-- start of Records for the task --

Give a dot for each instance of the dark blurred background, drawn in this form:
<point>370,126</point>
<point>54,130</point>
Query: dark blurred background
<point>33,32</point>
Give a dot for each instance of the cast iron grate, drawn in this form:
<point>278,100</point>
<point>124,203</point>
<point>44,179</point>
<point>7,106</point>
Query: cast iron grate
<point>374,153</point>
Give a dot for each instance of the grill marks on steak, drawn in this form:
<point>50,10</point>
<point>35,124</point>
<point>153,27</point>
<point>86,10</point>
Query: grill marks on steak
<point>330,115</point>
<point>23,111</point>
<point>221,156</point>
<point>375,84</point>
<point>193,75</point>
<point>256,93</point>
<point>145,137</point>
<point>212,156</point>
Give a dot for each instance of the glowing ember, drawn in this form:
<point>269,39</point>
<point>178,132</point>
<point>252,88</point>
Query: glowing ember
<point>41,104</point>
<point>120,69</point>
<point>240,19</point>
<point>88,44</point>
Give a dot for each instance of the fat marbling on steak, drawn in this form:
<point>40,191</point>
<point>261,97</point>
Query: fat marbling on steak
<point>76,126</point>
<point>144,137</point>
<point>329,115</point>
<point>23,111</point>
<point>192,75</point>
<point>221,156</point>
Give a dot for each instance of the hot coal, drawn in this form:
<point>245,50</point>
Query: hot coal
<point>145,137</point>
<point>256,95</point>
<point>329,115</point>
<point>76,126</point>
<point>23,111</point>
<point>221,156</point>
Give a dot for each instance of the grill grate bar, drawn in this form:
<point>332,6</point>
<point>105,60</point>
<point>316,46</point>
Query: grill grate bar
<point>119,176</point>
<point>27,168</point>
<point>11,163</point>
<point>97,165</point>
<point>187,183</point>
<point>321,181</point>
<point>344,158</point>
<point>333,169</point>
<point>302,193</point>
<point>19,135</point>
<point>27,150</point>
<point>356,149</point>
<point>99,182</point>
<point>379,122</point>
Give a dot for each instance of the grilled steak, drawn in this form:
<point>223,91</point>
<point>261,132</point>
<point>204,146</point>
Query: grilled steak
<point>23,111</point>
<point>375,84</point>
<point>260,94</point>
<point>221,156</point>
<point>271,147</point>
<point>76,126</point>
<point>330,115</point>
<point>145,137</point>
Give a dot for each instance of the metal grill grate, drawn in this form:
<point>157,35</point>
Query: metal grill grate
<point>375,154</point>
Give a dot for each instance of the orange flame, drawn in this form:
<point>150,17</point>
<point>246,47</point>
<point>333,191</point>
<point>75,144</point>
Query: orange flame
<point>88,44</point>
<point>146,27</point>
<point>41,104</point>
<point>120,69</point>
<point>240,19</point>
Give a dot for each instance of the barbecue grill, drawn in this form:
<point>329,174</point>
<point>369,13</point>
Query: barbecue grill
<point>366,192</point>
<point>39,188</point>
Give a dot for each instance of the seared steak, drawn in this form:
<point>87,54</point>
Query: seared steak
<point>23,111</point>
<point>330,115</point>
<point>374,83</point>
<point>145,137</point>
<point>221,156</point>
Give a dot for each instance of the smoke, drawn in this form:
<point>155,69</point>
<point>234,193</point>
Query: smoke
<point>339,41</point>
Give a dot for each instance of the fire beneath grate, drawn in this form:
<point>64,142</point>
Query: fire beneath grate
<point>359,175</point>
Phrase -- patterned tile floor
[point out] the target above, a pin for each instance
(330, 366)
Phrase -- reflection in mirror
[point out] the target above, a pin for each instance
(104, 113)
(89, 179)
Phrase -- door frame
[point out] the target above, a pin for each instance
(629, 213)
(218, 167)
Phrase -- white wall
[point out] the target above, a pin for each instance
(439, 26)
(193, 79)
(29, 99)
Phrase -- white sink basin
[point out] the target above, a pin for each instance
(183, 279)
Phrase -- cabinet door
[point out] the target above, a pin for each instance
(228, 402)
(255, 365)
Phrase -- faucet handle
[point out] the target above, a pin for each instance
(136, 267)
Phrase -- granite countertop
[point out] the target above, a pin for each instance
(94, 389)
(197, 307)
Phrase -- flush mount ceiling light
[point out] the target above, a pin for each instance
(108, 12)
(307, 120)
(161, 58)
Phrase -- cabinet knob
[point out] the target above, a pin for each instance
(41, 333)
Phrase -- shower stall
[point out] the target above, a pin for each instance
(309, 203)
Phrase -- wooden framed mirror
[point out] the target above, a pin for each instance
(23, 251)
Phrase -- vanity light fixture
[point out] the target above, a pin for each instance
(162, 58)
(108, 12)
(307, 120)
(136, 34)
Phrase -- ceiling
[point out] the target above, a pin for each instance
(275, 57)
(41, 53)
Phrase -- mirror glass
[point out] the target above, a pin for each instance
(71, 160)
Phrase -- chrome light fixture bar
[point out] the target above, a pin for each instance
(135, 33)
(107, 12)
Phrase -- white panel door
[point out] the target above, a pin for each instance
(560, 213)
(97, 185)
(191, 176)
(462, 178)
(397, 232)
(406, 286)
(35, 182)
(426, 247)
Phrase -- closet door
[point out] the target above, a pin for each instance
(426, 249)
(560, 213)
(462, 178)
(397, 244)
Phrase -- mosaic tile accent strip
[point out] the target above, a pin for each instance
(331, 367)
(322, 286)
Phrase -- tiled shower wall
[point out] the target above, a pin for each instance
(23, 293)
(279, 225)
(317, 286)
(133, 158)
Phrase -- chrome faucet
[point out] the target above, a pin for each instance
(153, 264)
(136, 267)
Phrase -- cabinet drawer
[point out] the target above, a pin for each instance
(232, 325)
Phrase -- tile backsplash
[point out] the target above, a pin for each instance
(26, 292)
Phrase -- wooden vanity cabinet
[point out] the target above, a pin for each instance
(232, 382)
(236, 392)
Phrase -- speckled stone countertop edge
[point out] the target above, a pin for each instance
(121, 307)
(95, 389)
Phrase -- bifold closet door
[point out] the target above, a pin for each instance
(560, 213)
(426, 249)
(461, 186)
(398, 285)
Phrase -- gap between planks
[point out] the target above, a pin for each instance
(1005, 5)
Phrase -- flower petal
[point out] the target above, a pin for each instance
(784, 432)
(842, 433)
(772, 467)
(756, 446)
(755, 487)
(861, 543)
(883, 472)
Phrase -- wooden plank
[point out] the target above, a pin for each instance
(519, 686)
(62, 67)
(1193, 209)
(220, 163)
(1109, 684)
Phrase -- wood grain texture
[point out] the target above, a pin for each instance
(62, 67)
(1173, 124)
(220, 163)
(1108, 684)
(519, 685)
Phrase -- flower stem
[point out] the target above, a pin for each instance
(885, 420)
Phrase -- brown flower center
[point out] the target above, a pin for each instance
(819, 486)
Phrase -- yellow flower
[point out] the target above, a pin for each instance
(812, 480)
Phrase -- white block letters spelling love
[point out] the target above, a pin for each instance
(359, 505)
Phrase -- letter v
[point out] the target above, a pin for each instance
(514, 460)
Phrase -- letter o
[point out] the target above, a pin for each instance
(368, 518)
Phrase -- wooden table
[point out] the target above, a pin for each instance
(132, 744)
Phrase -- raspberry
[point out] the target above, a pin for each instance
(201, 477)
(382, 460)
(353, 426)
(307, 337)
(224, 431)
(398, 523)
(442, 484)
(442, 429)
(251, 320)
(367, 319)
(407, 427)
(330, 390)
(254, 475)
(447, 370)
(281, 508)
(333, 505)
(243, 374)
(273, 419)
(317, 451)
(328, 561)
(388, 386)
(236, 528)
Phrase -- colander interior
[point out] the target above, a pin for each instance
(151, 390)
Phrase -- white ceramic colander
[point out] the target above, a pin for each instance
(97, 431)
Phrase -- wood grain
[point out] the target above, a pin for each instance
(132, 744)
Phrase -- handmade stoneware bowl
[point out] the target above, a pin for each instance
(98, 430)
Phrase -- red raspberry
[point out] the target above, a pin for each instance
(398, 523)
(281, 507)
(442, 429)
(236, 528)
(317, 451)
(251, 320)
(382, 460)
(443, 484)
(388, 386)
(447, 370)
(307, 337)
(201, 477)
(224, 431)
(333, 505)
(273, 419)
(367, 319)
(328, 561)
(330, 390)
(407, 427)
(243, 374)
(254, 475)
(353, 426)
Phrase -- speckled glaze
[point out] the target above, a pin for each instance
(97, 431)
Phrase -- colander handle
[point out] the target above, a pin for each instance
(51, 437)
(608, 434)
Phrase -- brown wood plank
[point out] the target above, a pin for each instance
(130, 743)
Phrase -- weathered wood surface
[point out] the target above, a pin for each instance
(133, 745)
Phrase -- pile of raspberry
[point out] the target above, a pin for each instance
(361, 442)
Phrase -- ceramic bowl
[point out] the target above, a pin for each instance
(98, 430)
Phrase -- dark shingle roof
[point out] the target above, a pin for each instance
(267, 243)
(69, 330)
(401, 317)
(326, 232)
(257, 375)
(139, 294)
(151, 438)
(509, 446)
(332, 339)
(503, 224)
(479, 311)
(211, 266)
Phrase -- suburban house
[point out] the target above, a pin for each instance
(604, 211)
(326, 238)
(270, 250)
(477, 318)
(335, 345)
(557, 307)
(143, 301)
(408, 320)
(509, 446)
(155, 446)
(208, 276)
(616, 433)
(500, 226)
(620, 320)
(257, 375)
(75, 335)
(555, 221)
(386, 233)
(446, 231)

-- end of Records for the task --

Scale the listing from its first line through the line with "<point>374,153</point>", requests included, and multiply every coordinate in the answers by 2.6, rounding to whole numbers with halves going up. Leave all numbers in the requests, sample points included, as they are.

### The answer:
Give a dot for each instance of the dark blurred background, drawn in this form:
<point>370,126</point>
<point>54,130</point>
Query: dark blurred background
<point>86,83</point>
Give a dot for each instance of the cast iron grate, drawn in this form:
<point>278,100</point>
<point>124,203</point>
<point>44,179</point>
<point>7,106</point>
Query: cast iron grate
<point>972,398</point>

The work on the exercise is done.